- Work to be completed:
Nothing but a number is wanted: the count of lines in the records below that include "upper".

- Input records:
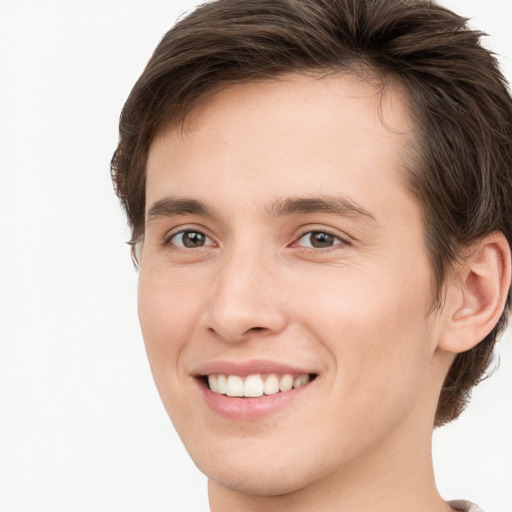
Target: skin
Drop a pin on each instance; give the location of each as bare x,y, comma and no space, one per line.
355,313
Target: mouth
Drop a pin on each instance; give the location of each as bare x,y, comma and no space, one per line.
252,390
255,385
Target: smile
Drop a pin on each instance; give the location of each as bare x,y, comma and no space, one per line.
256,385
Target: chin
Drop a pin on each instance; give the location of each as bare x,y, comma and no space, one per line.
266,481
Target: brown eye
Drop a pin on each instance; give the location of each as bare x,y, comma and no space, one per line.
318,240
190,239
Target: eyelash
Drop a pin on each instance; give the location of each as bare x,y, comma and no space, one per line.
168,241
338,241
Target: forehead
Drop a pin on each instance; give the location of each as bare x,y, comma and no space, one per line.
283,136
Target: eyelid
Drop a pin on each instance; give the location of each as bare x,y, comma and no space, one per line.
173,233
343,239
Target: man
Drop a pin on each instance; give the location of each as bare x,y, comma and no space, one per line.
319,197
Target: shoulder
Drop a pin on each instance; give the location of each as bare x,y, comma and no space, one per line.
465,506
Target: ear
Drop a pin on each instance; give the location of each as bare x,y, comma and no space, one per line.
476,297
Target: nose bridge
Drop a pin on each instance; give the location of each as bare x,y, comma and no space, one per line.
244,299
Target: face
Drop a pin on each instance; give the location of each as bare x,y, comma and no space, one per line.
284,260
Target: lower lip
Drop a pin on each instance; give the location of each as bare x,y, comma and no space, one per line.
250,409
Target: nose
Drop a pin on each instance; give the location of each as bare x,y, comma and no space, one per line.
247,299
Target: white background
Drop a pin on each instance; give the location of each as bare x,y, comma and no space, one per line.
81,425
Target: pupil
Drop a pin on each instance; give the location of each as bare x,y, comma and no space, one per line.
193,239
319,239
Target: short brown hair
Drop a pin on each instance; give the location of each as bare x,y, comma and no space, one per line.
457,97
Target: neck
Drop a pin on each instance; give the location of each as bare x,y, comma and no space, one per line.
372,486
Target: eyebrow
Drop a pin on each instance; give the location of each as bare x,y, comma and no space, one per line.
337,205
333,204
171,207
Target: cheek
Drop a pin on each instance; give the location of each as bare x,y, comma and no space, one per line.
376,330
167,317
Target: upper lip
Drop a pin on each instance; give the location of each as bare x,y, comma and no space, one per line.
250,367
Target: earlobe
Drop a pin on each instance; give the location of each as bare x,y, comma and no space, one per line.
478,296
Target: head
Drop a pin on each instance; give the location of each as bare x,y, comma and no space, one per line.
459,170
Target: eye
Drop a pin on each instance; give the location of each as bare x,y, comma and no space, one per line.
189,239
318,240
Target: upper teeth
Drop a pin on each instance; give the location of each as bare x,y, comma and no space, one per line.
255,385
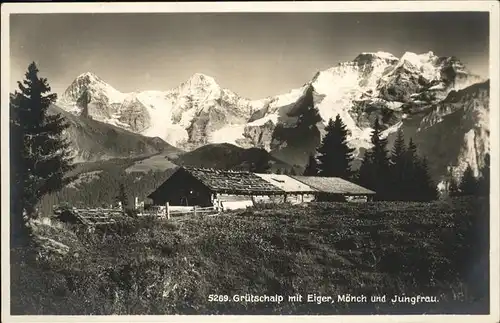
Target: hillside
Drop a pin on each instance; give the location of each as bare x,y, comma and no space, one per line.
96,184
410,91
150,267
228,156
92,140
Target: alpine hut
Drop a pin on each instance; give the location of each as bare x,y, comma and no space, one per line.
336,189
189,186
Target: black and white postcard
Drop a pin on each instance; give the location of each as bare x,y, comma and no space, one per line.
250,161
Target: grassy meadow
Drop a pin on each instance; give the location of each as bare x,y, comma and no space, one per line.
144,266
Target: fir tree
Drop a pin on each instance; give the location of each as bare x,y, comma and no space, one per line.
122,197
453,187
468,184
365,176
425,188
312,166
334,155
484,180
40,155
398,167
374,171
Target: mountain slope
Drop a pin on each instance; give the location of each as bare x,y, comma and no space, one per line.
228,156
455,132
92,140
401,92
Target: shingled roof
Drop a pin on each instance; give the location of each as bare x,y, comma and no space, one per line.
233,182
287,183
333,185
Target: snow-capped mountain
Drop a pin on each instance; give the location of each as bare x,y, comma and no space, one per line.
199,111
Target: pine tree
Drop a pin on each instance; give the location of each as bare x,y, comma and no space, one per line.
484,180
425,188
40,155
453,187
468,184
122,197
312,166
365,176
378,163
411,165
334,155
398,167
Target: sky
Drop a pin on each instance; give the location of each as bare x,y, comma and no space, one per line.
254,54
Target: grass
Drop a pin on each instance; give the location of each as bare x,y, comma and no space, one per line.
153,267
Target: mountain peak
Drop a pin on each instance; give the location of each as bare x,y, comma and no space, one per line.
88,76
370,57
200,78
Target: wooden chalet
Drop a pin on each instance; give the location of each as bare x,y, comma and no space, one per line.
336,189
189,186
295,191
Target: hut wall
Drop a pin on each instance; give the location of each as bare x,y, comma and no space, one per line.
357,198
183,190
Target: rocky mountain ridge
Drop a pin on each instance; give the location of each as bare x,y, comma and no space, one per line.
414,92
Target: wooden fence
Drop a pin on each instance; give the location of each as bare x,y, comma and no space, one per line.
171,211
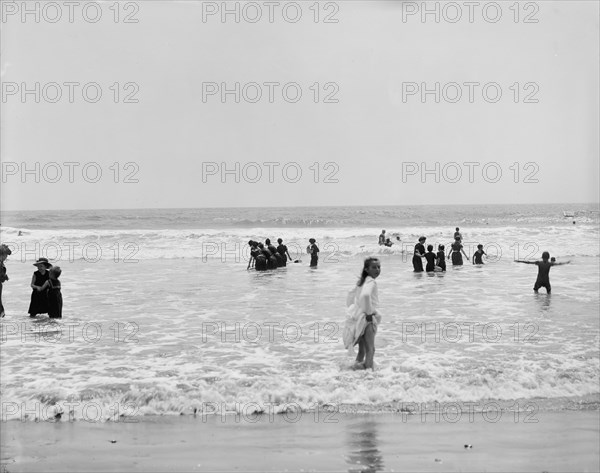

- Exercise answer:
2